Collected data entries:
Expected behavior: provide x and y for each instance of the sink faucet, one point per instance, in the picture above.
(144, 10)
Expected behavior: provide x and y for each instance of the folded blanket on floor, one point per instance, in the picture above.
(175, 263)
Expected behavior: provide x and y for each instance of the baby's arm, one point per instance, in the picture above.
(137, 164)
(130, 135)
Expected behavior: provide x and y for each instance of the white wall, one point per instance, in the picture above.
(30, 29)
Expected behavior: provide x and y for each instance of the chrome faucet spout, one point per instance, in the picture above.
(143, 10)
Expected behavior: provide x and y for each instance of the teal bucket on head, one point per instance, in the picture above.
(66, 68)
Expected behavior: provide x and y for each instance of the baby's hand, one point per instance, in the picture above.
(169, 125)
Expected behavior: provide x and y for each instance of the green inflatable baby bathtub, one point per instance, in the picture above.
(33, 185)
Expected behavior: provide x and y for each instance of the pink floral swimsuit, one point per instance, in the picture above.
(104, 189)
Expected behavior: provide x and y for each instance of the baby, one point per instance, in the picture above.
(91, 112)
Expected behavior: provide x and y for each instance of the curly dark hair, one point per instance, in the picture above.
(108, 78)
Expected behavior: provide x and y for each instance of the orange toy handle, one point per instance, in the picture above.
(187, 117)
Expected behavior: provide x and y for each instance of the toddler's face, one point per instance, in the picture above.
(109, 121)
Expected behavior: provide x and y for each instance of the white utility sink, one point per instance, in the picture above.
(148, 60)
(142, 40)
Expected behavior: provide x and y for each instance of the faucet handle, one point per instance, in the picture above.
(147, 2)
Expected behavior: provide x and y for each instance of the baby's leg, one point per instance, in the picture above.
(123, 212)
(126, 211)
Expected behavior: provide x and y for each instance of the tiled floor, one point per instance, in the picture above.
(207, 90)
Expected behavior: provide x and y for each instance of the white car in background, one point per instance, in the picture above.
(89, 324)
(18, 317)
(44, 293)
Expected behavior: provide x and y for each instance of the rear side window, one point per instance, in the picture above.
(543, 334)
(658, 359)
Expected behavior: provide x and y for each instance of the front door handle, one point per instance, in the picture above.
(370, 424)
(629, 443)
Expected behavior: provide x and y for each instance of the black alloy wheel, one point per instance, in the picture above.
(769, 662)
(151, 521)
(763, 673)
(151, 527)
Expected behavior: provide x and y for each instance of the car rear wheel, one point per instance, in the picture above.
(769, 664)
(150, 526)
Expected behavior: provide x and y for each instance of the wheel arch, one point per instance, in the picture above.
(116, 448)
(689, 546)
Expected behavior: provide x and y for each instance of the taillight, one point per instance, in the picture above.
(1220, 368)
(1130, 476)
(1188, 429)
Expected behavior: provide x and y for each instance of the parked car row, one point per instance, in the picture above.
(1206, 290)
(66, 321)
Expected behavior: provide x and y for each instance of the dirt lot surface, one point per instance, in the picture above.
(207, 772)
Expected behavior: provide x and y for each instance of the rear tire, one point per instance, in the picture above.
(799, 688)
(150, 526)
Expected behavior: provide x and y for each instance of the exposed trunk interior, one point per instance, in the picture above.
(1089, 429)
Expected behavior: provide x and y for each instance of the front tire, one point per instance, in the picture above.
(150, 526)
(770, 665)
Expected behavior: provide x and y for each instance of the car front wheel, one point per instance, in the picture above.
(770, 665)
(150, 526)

## Aim of the exercise:
Copy out the lines of the records above word for word, from the line containing "the car front" to the end of the records.

## Correct response:
Expected behavior: provide x and y for each instance of the car front wheel, one point per instance, in the picture above.
(770, 665)
(150, 526)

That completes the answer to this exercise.